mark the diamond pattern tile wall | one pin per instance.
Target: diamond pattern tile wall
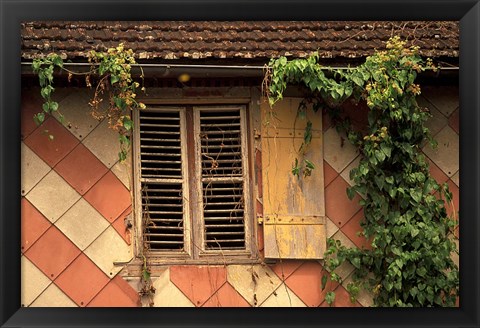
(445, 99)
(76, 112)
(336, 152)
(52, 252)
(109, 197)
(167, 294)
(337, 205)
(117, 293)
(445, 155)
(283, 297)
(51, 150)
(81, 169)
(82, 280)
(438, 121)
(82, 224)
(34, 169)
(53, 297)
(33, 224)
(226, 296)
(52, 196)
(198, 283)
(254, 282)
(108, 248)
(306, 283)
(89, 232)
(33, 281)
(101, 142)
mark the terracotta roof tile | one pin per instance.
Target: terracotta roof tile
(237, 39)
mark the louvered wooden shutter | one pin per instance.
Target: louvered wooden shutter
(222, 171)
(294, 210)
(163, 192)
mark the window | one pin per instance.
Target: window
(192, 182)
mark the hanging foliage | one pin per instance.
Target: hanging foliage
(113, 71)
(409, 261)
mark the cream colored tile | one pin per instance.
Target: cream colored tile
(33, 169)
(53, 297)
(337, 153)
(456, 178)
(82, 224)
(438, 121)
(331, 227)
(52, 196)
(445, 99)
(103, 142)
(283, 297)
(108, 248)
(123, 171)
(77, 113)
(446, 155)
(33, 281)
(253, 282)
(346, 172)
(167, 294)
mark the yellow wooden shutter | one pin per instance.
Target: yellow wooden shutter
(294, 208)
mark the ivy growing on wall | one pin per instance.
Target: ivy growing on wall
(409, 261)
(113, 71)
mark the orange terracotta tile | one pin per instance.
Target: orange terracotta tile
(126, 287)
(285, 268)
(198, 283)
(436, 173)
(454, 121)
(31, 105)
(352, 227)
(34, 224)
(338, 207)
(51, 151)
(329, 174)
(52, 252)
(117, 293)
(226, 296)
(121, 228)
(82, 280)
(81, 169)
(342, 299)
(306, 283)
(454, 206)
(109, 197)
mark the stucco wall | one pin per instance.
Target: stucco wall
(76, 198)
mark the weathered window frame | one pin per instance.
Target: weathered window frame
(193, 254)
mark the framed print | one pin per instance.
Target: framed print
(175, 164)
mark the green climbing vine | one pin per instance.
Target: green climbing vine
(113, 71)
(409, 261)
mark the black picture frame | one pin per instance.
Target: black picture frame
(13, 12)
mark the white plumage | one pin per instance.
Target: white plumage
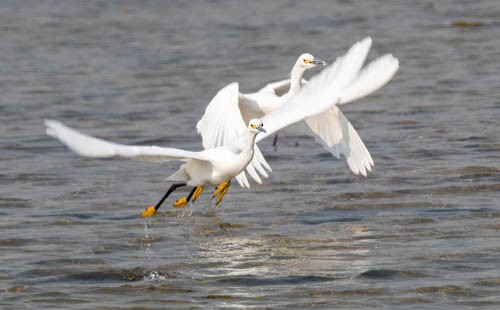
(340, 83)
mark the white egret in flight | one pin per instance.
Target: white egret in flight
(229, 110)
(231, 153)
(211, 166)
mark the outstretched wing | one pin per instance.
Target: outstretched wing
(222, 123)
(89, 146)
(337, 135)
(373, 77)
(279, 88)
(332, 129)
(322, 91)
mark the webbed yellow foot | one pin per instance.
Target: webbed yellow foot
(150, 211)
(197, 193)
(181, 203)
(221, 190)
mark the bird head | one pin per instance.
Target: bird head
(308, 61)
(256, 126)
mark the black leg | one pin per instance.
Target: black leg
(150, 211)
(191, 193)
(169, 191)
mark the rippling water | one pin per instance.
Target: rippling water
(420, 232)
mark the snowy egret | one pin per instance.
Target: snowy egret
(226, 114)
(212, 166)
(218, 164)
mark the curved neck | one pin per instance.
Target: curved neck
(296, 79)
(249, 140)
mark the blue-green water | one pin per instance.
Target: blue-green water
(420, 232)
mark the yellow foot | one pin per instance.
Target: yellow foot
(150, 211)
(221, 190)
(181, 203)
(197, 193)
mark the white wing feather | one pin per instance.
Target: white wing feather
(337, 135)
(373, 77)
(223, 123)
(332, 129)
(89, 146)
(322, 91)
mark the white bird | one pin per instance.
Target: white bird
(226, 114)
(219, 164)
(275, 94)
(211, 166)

======

» **How to complete this task**: Once the pictures are removed, print all the remaining data exactly as it stands.

» **Exercise output**:
mark the diamond pattern tile wall | one pin per instance.
Target: diamond pattern tile wall
(445, 99)
(76, 112)
(336, 152)
(52, 252)
(109, 197)
(167, 294)
(337, 205)
(117, 293)
(445, 155)
(283, 297)
(51, 150)
(81, 169)
(82, 280)
(438, 121)
(82, 224)
(34, 169)
(53, 297)
(33, 224)
(226, 296)
(52, 196)
(198, 283)
(254, 282)
(108, 248)
(306, 283)
(89, 232)
(33, 281)
(101, 142)
mark the terracotta roof tile | one pin per instance.
Target: terracotta roof tile
(237, 39)
mark the louvered wooden shutter | one pin per instance.
Target: louvered wooden shutter
(222, 171)
(294, 210)
(163, 192)
mark the window | one pin per instance.
Target: window
(192, 182)
mark the hanging foliage | one pin per instance.
Target: hanging foliage
(113, 71)
(409, 261)
mark the cream colored tile | one pin per instance.
Target: cream colored tile
(33, 169)
(53, 297)
(337, 153)
(456, 178)
(82, 224)
(438, 121)
(331, 227)
(52, 196)
(445, 99)
(103, 142)
(283, 297)
(108, 248)
(123, 171)
(77, 113)
(446, 155)
(33, 281)
(253, 282)
(346, 172)
(167, 294)
mark the yellow wooden shutter | one pin per instance.
Target: yellow wooden shutter
(294, 208)
mark the ivy growing on wall | one pin per instance.
Target: ivy growing on wall
(409, 261)
(113, 71)
mark the orange terracotta tile | one pin per instance.
Target: orange terracotta tile
(126, 287)
(285, 268)
(198, 283)
(436, 173)
(454, 121)
(31, 105)
(352, 227)
(34, 224)
(338, 207)
(51, 151)
(329, 174)
(52, 252)
(117, 293)
(226, 296)
(121, 228)
(82, 280)
(81, 169)
(342, 299)
(306, 283)
(454, 206)
(109, 197)
mark the stucco wall | one pin per instance.
Target: stucco wall
(76, 198)
mark the weathered window frame | one pin per instance.
Target: weathered window frame
(193, 254)
mark the framed print | one pin per instance.
Target: framed print
(175, 164)
mark the green climbing vine | one pin per instance.
Target: green climbing vine
(113, 71)
(409, 261)
mark the black picture frame | one pin per instance.
Target: black picture frame
(13, 12)
mark the white plumage | one pin per instance.
Target: white plumage
(340, 83)
mark the white egret in flight | one pin per instance.
Target: white egret in flight
(229, 110)
(231, 153)
(211, 166)
mark the outstretched wing | one pin per instance.
Target: outstretched wing
(222, 123)
(89, 146)
(337, 135)
(373, 77)
(279, 88)
(332, 129)
(322, 91)
mark the webbed yellow foot | one pin per instance.
Target: webbed yellow foot
(150, 211)
(197, 193)
(181, 203)
(221, 190)
mark the bird head | one pin per instance.
Target: bird head
(308, 61)
(256, 126)
mark the black leg | one pin per instance.
Target: black leg
(150, 211)
(191, 193)
(169, 191)
mark the rippling water | one pin per instance.
Target: rippling water
(420, 232)
mark the snowy egret | one pin per instance.
Target: snowy egret
(226, 114)
(212, 166)
(218, 164)
mark the curved neck | one pin per instance.
Target: curved neck
(296, 79)
(249, 140)
mark the blue-green water | one pin per instance.
Target: blue-green water
(420, 232)
mark the yellow foot | one pin per instance.
Target: yellow foot
(150, 211)
(221, 190)
(181, 203)
(197, 193)
mark the white wing feather | one pin per instance.
Target: white wing feather
(337, 135)
(373, 77)
(223, 123)
(332, 129)
(89, 146)
(322, 91)
mark the white bird | one pin per instance.
Target: white bird
(226, 114)
(219, 164)
(275, 94)
(211, 166)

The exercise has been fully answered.